Issue to logged-in & unusual logged-out causing various internal server error
Incident Report for Swapcard
Postmortem

We would like to present you with a retrospective report regarding a service disruption that affected Swapcard customers on the 18th of September, 2023, from 4:55 AM UTC to approximately 8:00 AM UTC.

The purpose of this retrospective is to provide insights into our initial assessment of the incident, as communicated on the Swapcard status page, and to outline the corrective actions we've taken to restore service. This incident pertains to issues related to logged-in and unusual logged-out scenarios, which resulted in several internal server errors.

Incident summary

On Monday, September 18th, at 04:55 AM UTC, we encountered an issue with user logins and logouts, along with various internal errors on the delivery of the service. The nature of the problem was inconsistent, which led to a slightly longer resolution time than usual. This was primarily because not all requests were failing, and users could still access the product.

> _ENTRIES SHOWN_:
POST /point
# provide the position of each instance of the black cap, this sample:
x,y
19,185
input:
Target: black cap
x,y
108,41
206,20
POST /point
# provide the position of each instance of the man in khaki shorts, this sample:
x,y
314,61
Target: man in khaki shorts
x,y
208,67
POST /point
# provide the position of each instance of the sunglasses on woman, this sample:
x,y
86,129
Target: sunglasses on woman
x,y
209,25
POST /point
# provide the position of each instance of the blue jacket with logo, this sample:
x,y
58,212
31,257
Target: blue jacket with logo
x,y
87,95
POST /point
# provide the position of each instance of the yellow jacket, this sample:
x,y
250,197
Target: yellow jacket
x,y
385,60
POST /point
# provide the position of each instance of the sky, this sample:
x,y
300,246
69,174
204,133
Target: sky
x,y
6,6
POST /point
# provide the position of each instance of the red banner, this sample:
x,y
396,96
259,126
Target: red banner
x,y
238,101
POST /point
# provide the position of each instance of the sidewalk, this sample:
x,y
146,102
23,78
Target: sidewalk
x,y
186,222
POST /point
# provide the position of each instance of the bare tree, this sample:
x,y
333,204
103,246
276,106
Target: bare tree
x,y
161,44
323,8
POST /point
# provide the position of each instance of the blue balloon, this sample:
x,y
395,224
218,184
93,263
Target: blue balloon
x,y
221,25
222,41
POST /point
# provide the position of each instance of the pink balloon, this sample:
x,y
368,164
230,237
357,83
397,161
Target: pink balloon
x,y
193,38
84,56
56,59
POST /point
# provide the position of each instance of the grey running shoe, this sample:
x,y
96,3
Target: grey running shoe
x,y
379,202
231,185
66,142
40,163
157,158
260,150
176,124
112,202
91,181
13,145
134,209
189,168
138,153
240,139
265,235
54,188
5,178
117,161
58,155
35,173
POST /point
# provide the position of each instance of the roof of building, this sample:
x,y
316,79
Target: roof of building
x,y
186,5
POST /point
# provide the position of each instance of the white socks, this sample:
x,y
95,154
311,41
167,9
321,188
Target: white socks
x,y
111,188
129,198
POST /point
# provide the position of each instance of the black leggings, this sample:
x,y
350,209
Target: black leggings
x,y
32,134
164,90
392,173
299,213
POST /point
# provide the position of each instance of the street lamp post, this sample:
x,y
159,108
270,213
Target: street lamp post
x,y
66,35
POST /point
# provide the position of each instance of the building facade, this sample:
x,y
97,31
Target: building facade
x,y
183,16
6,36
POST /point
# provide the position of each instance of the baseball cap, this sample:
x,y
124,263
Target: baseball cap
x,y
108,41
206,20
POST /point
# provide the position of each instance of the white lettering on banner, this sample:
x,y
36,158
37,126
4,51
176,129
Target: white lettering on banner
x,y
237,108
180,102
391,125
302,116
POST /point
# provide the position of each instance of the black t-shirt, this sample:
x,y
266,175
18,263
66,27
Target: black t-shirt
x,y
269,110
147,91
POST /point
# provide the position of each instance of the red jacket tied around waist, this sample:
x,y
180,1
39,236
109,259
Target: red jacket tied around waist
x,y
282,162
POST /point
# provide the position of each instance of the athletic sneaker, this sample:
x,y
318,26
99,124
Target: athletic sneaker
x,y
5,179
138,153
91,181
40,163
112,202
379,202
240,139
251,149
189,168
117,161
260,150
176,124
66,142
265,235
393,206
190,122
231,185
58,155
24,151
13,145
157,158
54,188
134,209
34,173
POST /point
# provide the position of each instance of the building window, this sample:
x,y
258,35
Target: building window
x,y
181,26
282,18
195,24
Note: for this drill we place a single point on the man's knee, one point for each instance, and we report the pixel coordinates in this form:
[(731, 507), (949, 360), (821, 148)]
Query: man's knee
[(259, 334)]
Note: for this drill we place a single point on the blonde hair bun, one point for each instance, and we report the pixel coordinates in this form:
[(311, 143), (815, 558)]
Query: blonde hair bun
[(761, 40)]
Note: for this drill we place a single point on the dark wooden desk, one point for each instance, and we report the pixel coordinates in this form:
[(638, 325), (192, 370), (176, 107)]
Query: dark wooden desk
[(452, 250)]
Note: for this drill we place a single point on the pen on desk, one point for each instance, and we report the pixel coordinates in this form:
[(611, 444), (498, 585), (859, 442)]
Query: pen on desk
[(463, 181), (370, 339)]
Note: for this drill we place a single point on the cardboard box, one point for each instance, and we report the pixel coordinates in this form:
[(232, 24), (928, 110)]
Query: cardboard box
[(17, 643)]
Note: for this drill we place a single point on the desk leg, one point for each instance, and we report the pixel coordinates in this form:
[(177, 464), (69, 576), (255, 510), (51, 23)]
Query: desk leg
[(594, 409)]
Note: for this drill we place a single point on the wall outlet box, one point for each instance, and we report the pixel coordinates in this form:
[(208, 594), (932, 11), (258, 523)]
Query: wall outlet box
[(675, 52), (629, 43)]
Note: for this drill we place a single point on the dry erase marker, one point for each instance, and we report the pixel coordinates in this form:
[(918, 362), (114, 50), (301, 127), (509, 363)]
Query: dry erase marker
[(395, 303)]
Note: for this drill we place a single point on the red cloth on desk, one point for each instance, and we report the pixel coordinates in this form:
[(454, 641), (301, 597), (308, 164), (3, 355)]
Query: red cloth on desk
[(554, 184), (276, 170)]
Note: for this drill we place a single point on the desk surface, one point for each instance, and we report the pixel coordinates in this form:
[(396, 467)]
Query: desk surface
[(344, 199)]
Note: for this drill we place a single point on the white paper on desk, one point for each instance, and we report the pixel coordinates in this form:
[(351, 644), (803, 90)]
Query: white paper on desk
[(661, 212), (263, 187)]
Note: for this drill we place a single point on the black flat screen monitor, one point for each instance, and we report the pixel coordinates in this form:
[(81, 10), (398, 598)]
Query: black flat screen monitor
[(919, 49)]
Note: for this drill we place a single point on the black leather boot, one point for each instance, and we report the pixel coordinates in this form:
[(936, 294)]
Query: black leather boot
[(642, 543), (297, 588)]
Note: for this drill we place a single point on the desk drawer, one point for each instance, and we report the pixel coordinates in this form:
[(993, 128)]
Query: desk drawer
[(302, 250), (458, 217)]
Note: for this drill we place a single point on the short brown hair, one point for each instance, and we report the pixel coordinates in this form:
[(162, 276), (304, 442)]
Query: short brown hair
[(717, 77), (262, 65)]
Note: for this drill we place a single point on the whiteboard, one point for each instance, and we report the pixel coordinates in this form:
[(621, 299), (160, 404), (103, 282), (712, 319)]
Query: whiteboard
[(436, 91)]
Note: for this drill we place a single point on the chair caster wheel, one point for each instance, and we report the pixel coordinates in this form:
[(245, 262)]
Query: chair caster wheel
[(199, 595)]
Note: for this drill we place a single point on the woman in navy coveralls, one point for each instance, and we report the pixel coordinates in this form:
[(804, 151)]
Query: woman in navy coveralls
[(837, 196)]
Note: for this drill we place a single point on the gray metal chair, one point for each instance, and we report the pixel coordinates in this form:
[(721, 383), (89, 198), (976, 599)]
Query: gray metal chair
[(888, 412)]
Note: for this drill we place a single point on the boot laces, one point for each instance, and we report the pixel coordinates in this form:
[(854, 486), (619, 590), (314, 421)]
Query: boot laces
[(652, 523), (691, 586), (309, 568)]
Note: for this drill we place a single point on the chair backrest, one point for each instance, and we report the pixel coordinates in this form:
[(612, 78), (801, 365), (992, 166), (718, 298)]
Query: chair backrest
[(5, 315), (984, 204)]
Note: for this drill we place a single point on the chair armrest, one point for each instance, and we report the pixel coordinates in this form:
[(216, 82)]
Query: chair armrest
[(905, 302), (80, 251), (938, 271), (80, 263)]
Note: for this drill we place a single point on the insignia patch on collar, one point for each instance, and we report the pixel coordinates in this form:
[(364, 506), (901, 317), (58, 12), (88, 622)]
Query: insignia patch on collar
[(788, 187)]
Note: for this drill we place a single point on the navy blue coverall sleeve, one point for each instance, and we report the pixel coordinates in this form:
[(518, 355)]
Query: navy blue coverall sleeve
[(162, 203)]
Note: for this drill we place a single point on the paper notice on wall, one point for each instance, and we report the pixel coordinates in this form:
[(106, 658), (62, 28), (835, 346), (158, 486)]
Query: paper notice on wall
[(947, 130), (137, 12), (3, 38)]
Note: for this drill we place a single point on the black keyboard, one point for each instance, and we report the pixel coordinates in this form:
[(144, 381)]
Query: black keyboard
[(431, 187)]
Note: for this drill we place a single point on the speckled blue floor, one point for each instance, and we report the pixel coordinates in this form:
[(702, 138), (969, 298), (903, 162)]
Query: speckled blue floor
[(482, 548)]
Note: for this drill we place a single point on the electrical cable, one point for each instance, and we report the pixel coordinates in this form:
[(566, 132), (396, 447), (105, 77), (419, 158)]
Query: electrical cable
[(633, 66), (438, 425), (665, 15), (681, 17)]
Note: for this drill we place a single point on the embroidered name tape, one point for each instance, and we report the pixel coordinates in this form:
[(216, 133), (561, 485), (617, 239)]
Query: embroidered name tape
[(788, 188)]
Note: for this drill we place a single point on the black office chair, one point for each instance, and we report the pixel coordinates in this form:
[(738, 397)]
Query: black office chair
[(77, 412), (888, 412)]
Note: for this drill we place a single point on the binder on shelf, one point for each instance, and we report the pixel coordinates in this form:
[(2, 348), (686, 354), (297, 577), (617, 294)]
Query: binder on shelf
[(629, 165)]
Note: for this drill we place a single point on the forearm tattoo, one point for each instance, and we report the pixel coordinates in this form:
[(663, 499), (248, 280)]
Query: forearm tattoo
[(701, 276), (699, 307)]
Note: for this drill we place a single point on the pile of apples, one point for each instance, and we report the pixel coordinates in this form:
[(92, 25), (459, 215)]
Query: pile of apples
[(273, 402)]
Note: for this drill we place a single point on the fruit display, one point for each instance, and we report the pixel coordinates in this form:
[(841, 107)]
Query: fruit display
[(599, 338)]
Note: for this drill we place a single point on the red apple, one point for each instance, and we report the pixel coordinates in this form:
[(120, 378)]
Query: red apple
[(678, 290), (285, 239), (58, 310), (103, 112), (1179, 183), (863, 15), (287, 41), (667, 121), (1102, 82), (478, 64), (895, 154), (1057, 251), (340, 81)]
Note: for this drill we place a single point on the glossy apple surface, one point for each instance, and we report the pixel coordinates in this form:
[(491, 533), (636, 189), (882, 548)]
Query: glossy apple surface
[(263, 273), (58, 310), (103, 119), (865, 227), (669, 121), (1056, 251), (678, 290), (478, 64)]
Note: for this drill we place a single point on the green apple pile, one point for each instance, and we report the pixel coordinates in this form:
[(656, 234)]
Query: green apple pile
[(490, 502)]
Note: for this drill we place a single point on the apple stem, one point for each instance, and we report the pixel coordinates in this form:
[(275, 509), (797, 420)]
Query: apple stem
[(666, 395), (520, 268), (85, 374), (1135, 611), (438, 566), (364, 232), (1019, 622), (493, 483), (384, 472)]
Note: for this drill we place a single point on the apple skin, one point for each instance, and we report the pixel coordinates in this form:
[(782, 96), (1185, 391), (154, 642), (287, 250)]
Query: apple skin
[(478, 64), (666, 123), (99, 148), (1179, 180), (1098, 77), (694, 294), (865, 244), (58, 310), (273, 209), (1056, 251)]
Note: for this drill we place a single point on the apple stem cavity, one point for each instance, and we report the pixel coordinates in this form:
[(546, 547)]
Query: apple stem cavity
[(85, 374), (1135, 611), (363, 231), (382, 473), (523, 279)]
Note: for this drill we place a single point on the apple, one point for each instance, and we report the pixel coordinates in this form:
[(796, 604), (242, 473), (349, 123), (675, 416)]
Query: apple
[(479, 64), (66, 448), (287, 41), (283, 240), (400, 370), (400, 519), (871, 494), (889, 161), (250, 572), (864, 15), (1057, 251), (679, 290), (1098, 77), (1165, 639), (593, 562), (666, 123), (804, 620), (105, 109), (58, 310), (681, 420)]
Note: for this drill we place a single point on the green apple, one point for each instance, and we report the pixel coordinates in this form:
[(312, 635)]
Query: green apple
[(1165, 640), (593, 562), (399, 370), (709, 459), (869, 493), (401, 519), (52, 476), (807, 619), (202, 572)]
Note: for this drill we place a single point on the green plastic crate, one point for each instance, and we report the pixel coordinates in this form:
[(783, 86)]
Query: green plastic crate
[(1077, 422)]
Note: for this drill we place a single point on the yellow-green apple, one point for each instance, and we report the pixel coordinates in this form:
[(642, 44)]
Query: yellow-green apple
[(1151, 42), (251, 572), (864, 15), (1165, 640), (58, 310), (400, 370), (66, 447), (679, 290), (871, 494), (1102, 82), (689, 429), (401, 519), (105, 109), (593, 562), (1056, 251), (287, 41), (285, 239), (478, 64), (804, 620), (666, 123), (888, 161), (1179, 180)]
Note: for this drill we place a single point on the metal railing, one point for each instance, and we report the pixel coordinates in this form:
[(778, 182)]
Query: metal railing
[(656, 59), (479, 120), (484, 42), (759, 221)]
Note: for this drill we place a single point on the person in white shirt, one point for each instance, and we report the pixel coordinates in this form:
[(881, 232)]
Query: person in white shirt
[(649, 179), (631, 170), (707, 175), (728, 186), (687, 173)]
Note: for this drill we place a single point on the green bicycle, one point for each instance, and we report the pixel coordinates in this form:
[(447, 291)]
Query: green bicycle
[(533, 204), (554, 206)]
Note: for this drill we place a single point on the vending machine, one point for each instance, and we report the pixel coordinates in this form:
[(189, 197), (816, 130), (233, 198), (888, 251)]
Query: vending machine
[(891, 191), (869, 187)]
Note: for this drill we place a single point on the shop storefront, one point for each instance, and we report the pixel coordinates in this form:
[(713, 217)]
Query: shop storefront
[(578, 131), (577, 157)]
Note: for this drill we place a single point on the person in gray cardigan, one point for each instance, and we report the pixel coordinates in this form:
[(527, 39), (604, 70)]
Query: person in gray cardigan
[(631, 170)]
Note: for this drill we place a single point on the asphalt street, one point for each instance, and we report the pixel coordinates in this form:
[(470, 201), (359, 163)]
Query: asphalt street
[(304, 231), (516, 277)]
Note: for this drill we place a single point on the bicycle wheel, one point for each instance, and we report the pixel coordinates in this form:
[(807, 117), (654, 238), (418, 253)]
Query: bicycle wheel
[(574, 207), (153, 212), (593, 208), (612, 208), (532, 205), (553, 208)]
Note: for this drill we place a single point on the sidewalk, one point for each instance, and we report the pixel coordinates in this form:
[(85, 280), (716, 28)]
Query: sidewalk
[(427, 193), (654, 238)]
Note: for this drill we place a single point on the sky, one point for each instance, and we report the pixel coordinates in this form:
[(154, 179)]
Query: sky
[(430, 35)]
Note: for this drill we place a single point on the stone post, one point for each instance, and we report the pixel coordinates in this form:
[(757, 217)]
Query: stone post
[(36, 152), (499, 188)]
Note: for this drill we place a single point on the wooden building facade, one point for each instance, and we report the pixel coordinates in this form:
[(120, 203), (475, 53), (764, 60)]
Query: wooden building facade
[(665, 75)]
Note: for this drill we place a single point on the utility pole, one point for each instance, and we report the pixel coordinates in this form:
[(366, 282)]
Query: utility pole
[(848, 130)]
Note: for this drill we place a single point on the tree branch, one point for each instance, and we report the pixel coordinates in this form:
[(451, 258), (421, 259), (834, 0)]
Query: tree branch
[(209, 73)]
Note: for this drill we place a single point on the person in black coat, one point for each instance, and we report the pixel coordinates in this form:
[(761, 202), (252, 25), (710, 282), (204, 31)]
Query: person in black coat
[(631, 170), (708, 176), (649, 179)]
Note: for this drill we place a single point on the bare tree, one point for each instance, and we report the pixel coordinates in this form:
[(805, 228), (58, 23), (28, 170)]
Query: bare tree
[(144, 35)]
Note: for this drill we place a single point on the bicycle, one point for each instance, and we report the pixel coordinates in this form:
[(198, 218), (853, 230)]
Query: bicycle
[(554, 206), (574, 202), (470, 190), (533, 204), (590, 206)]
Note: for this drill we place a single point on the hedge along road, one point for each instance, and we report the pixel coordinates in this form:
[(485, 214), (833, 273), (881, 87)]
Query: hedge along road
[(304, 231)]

> _WHAT YOU WILL DO_:
1 - Can you summarize the Swapcard incident report in two sentences?
2 - Would you reproduce the part of the Swapcard incident report from "We would like" up to and including "8:00 AM UTC."?

> _SOLUTIONS FOR EACH TASK_:
1 - On September 18, 2023, from 4:55 AM UTC to about 8:00 AM UTC, Swapcard customers ran into problems with logging in and out, along with various internal server errors. Because the problem was inconsistent, with not all requests failing and users still able to access the product, it took slightly longer than usual to resolve.

2 -
We would like to present you with a retrospective report regarding a service disruption that affected Swapcard customers on the 18th of September, 2023, from 4:55 AM UTC to approximately 8:00 AM UTC.